** Estratto selezionato **
════════

Nel momento in cui disporremo di questa mappa potremo ragionare anche sull’ipotesi di reshoring . Riportare indietro quelle lavorazioni — mascherine e principi attivi, ad esempio — che erano state delegate all’Asia e che in un’ottica di autosufficienza delle grandi aree regionali come l’Europa avrebbe senso richiamare. Il professor Romano Prodi sostiene da tempo che si tratta di un’operazione fattibile e che il differenziale di costo del lavoro tra Cina e Italia ormai non sarebbe così proibitivo. Non tutti concordano con questa valutazione ma sicuramente un’operazione di reshoring ben combinata con incentivi territoriali potrebbe rivelarsi utile per affrontare i gravi problemi di occupazione che si annunciano. Anche in questo caso fare politica industriale non vuol dire fare una politica per gli industriali ma riscommettere sul Paese.
La seconda sfida che si troveranno di fronte gli imprenditori riguarderà il rapporto con la mano pubblica. L’orientamento prevalente nel governo sembra quello di approfittare della crisi pandemica per un revival dello Stato imprenditore. Il ministro Stefano Patuanelli in più di una sortita ha anticipato di avere piani per le telecomunicazioni, l’energia e l’acciaio di Stato ma francamente, al di là delle obiezioni di carattere politico-culturale che pure si potrebbero muovere, in questo momento la burocrazia italiana non sembra disporre delle esperienze e delle competenze necessarie per vestirsi «alla francese». Viene difficile da credere che quello stesso ministero che aveva staccato la luce a Industria 4.0 oggi si sia riempito di nuovi Beneduce. Fanno bene, dunque, gli industriali a suonare l’allarme, alle viste c’è solo il fantasma di un capitalismo mediterraneo guidato dal debito. L’Alitalia elevata a sistema. Ci sarà in tutta Europa da ridefinire un patto tra pubblico e privato ma servono nuove idee, non improvvisazioni.

════════

** Materiale estratto **
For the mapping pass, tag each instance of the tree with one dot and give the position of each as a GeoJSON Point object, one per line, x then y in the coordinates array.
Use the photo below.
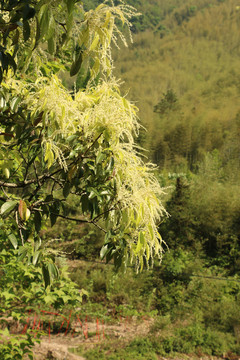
{"type": "Point", "coordinates": [59, 144]}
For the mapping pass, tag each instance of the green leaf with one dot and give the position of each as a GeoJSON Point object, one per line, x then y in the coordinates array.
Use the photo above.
{"type": "Point", "coordinates": [76, 65]}
{"type": "Point", "coordinates": [13, 240]}
{"type": "Point", "coordinates": [70, 5]}
{"type": "Point", "coordinates": [46, 276]}
{"type": "Point", "coordinates": [66, 189]}
{"type": "Point", "coordinates": [53, 219]}
{"type": "Point", "coordinates": [37, 221]}
{"type": "Point", "coordinates": [22, 252]}
{"type": "Point", "coordinates": [53, 270]}
{"type": "Point", "coordinates": [51, 45]}
{"type": "Point", "coordinates": [104, 251]}
{"type": "Point", "coordinates": [26, 30]}
{"type": "Point", "coordinates": [8, 206]}
{"type": "Point", "coordinates": [85, 203]}
{"type": "Point", "coordinates": [36, 257]}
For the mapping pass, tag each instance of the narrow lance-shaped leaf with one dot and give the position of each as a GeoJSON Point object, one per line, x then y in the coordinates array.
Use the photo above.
{"type": "Point", "coordinates": [8, 206]}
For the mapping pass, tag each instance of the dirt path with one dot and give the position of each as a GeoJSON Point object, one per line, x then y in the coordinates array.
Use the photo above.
{"type": "Point", "coordinates": [56, 349]}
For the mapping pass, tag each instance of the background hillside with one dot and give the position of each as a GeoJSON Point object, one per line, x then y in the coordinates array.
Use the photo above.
{"type": "Point", "coordinates": [182, 71]}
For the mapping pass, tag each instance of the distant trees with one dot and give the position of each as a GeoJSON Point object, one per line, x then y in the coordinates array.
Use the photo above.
{"type": "Point", "coordinates": [59, 144]}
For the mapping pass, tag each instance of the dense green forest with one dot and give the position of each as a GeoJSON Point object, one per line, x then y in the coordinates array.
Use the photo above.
{"type": "Point", "coordinates": [182, 73]}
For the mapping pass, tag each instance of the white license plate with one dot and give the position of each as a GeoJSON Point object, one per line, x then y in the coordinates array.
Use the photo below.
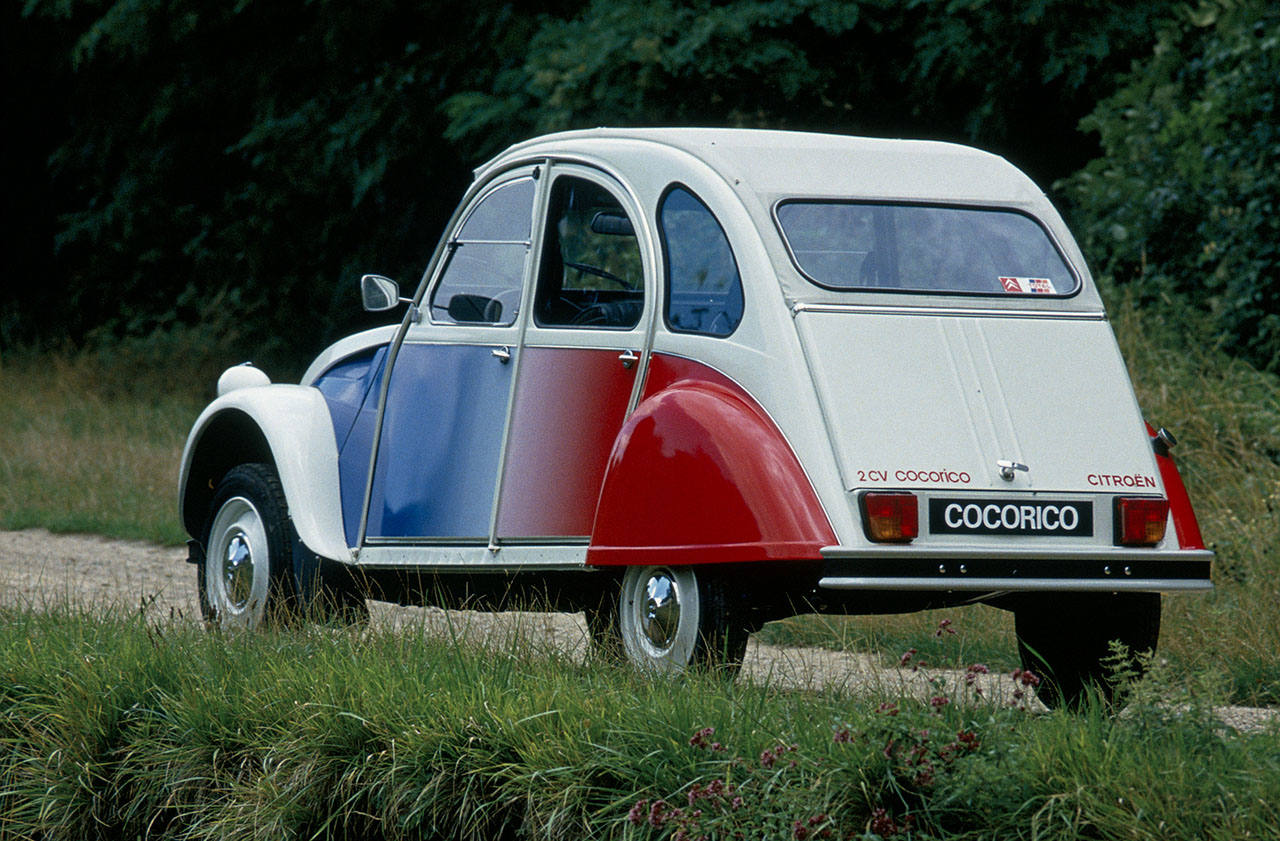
{"type": "Point", "coordinates": [1061, 517]}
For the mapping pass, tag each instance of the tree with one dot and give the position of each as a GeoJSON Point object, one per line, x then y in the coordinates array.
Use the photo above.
{"type": "Point", "coordinates": [1183, 204]}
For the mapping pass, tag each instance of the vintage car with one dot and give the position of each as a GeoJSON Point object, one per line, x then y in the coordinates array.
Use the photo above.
{"type": "Point", "coordinates": [691, 380]}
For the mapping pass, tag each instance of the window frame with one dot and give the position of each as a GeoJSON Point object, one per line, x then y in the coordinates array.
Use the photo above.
{"type": "Point", "coordinates": [602, 181]}
{"type": "Point", "coordinates": [455, 245]}
{"type": "Point", "coordinates": [666, 263]}
{"type": "Point", "coordinates": [941, 205]}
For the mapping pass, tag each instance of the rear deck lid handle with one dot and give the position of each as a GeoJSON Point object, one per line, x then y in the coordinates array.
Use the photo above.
{"type": "Point", "coordinates": [1009, 467]}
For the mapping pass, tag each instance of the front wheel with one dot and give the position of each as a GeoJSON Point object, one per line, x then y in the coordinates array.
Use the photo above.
{"type": "Point", "coordinates": [246, 579]}
{"type": "Point", "coordinates": [671, 618]}
{"type": "Point", "coordinates": [1065, 639]}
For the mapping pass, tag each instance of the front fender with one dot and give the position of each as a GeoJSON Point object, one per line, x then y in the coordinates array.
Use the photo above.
{"type": "Point", "coordinates": [702, 475]}
{"type": "Point", "coordinates": [287, 426]}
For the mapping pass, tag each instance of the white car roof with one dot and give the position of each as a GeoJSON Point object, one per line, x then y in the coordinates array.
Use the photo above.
{"type": "Point", "coordinates": [764, 167]}
{"type": "Point", "coordinates": [812, 164]}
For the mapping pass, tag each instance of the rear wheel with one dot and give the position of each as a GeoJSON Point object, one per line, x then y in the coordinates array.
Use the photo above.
{"type": "Point", "coordinates": [671, 618]}
{"type": "Point", "coordinates": [1065, 639]}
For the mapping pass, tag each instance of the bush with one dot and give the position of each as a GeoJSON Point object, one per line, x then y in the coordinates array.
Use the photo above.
{"type": "Point", "coordinates": [1183, 205]}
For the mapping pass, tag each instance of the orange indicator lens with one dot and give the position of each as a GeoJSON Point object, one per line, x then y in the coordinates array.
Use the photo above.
{"type": "Point", "coordinates": [891, 517]}
{"type": "Point", "coordinates": [1141, 521]}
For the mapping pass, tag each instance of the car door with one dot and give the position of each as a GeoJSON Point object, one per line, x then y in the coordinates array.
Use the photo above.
{"type": "Point", "coordinates": [580, 360]}
{"type": "Point", "coordinates": [444, 415]}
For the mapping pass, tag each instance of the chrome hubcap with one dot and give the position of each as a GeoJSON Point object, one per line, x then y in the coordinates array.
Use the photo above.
{"type": "Point", "coordinates": [659, 618]}
{"type": "Point", "coordinates": [238, 570]}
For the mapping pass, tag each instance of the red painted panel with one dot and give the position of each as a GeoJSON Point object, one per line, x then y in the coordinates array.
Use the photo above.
{"type": "Point", "coordinates": [570, 405]}
{"type": "Point", "coordinates": [1185, 525]}
{"type": "Point", "coordinates": [702, 475]}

════════

Cita dall'estratto sul reshoring il passaggio compreso tra "Nel momento in" e "riscommettere sul Paese.", estremi inclusi. Per rispondere basati soltanto sull'estratto.

** Risposta **
Nel momento in cui disporremo di questa mappa potremo ragionare anche sull’ipotesi di reshoring . Riportare indietro quelle lavorazioni — mascherine e principi attivi, ad esempio — che erano state delegate all’Asia e che in un’ottica di autosufficienza delle grandi aree regionali come l’Europa avrebbe senso richiamare. Il professor Romano Prodi sostiene da tempo che si tratta di un’operazione fattibile e che il differenziale di costo del lavoro tra Cina e Italia ormai non sarebbe così proibitivo. Non tutti concordano con questa valutazione ma sicuramente un’operazione di reshoring ben combinata con incentivi territoriali potrebbe rivelarsi utile per affrontare i gravi problemi di occupazione che si annunciano. Anche in questo caso fare politica industriale non vuol dire fare una politica per gli industriali ma riscommettere sul Paese.